▸ **課題**
以下のすべてのレコードで「Target」を「Object」に改め、ほかは一切変えずに書き直すこと。画像は答えに含めないこと。
··· レコード一覧
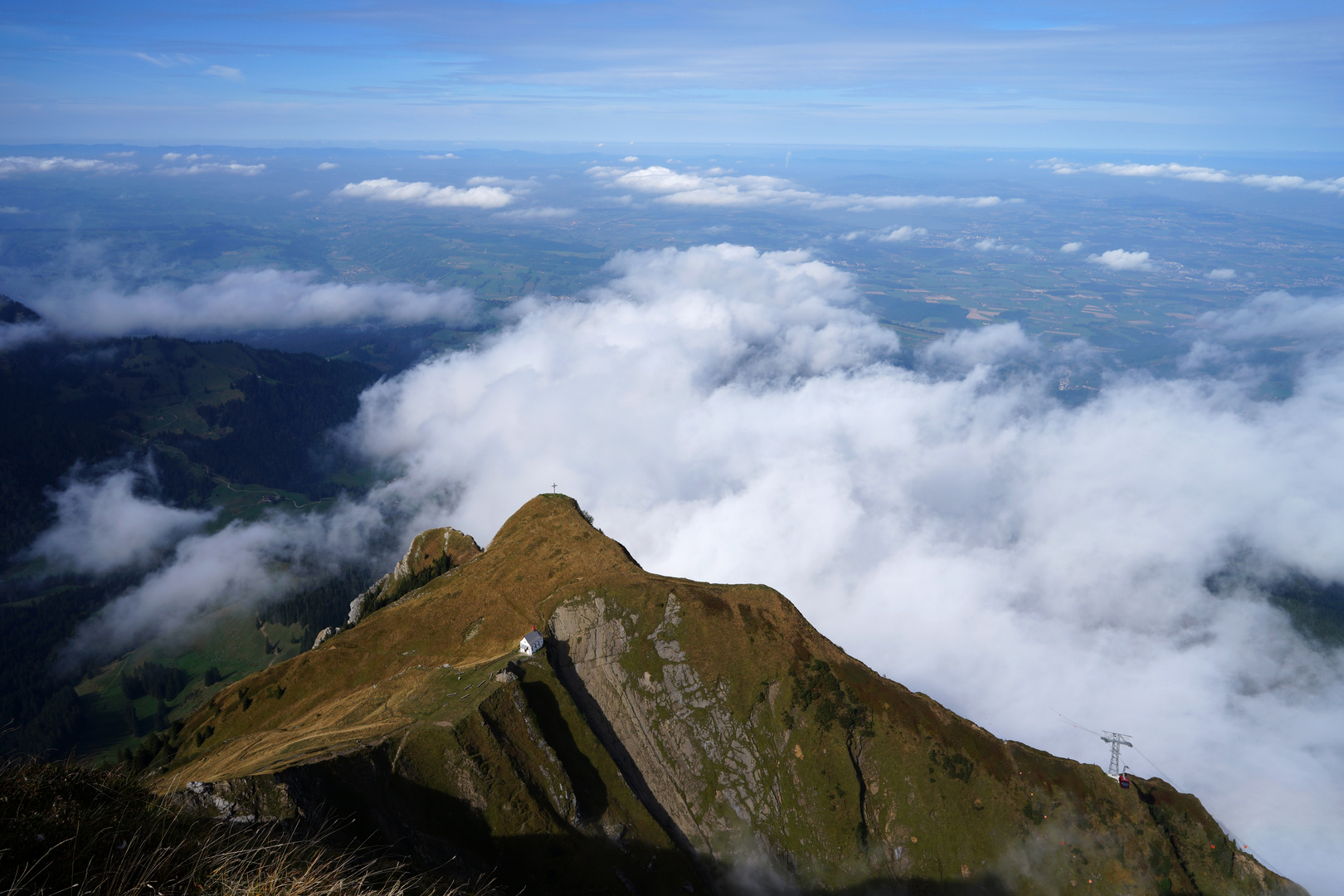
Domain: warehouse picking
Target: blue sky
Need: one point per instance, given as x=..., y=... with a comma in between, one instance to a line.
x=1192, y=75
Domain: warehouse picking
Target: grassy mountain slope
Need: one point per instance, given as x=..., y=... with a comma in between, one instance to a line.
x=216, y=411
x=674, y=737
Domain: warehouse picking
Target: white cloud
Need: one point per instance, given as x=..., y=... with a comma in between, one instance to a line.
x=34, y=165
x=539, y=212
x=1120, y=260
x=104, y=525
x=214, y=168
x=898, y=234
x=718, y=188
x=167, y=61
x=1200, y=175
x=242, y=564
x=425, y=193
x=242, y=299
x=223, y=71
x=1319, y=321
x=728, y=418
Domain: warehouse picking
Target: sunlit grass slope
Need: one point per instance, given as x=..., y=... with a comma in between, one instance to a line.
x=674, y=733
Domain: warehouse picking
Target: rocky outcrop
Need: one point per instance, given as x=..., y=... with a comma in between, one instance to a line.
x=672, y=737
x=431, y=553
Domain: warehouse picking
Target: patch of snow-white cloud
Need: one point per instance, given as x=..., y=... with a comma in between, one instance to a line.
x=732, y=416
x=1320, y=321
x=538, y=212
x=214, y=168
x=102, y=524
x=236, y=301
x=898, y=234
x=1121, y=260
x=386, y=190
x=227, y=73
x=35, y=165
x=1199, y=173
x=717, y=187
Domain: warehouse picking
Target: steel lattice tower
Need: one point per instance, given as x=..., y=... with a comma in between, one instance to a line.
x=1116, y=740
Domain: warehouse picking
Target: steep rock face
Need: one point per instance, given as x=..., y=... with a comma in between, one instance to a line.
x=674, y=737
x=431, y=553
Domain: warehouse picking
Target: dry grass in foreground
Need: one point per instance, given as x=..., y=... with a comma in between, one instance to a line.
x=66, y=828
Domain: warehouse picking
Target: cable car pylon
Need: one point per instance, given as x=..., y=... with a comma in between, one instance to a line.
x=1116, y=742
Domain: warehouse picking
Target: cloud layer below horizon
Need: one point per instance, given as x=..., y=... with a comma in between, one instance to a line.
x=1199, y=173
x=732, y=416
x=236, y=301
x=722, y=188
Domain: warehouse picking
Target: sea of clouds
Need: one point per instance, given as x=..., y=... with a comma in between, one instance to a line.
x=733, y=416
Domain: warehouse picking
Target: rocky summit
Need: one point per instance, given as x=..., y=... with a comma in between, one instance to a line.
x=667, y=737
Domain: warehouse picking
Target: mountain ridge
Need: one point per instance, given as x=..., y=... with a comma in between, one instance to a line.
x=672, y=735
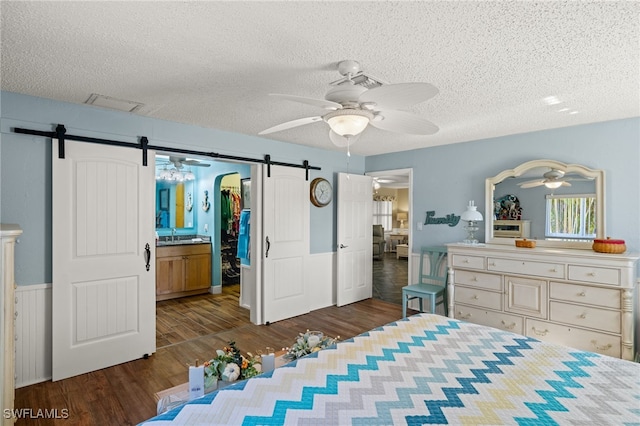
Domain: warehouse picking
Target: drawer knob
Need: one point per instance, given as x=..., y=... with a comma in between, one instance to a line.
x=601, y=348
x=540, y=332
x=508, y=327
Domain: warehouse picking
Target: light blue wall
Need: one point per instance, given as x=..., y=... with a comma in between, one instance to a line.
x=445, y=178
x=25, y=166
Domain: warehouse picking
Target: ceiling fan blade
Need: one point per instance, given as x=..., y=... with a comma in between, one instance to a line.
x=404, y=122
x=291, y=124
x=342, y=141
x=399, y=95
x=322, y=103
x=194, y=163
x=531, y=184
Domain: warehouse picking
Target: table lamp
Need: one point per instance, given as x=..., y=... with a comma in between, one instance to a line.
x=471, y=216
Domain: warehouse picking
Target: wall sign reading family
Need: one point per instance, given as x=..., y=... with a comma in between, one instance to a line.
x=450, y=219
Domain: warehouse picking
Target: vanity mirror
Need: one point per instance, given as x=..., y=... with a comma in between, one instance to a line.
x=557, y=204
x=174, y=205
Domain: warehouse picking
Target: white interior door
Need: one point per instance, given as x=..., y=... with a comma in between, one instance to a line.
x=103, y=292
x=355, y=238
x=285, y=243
······
▸ **解答例**
Domain: warehouse picking
Object: blue sky
Need: one point per instance, given as x=..., y=... with a comma in between, one instance to a line.
x=1192, y=75
Domain: warehouse picking
Object: grassy mountain slope
Need: one point per instance, given as x=..., y=... with a comma in between, one instance to a line.
x=216, y=411
x=674, y=737
Domain: warehouse picking
Object: white cloud
Need: one point per instance, given as x=..., y=... with a comma in between, one instance to a line.
x=34, y=165
x=539, y=212
x=1120, y=260
x=104, y=525
x=214, y=168
x=898, y=234
x=718, y=188
x=167, y=61
x=1200, y=175
x=242, y=564
x=425, y=193
x=242, y=299
x=223, y=71
x=1319, y=321
x=728, y=418
Domain: warehouse picking
Object: sunlit grass slope
Need: one point per instance, given as x=..., y=... with a comma in between, one instance to a line.
x=674, y=733
Domain: warehouse picking
Object: rocky outcrop
Need: one point per instance, given as x=..., y=... with a comma in between, one instance to a line.
x=672, y=737
x=431, y=553
Domain: warehouse picking
Object: patch of snow-white cloud
Need: one point per instance, given as x=..., y=... with a comma in between, one instance to a line.
x=732, y=416
x=1320, y=321
x=538, y=212
x=214, y=168
x=102, y=524
x=236, y=301
x=898, y=234
x=1121, y=260
x=386, y=190
x=227, y=73
x=35, y=165
x=1199, y=173
x=717, y=187
Domain: warehouse picking
Object: steel lattice tower
Need: one point per instance, given as x=..., y=... with a comma in between, one instance to a line.
x=1116, y=740
Domain: warehouse picking
Object: steep rock face
Need: one point per instance, given as x=..., y=... with a comma in between, one instance to a line.
x=674, y=737
x=431, y=553
Domain: warehouse picking
Object: dry grass in foreground
Need: one point per instance, given as x=..., y=... with a comma in between, one instance to a line.
x=66, y=828
Domain: warehouse picking
Object: cable car pylon
Need: one point per instance, given as x=..., y=... with a comma in between, one instance to a line.
x=1116, y=742
Domain: warehouse picking
Object: cloud layer below horizon
Need: one point per instance, given as x=..., y=... with a comma in between, one instance to a line.
x=1199, y=173
x=732, y=416
x=236, y=301
x=722, y=188
Domain: warehouse picking
Object: sea of clouds
Need: one point per instance, given as x=..., y=... with a comma in between, one instance to a line.
x=733, y=416
Domain: warehouse picking
Object: rocky summit
Need: one point per instance, given as x=..., y=... with a comma in between, one instance to a line.
x=667, y=737
Domain: warehouse picking
Object: mountain ridge
Need: one point per instance, given as x=..., y=... with a comma in between, one instance to a line.
x=672, y=735
Domain: warehouse picking
Object: drawer knob
Need: one point per instance, given as x=..., y=... with a comma in between, one instance to a line.
x=601, y=348
x=540, y=332
x=508, y=327
Domain: warehouse picking
Object: light blue wall
Need: one point per instance, given as x=..., y=... with a comma in between, one instance to a line.
x=445, y=178
x=25, y=166
Domain: warehouse picking
Object: ceiling fan blade
Need: one point per instance, given as x=..., y=... with a comma in between, one instance to a line.
x=404, y=122
x=291, y=124
x=342, y=141
x=399, y=95
x=322, y=103
x=194, y=163
x=531, y=184
Domain: warehouse picking
Object: table lamp
Need: one point per instance, given as x=..., y=... with a comma in between, one instance to a line.
x=471, y=216
Domain: warehouse picking
Object: wall sign reading family
Need: one point per instance, given as x=..., y=... with a comma in between, one instance to a line.
x=450, y=219
Domain: warehouse picking
Object: vanity mirror
Need: one point per instance, given as x=..., y=... with a comma in between, one instance to a line.
x=557, y=204
x=174, y=205
Domain: warehouse picking
Object: white interior door
Need: one point per instance, given as x=..., y=... with a comma in between, one instance to a line.
x=103, y=292
x=355, y=238
x=285, y=243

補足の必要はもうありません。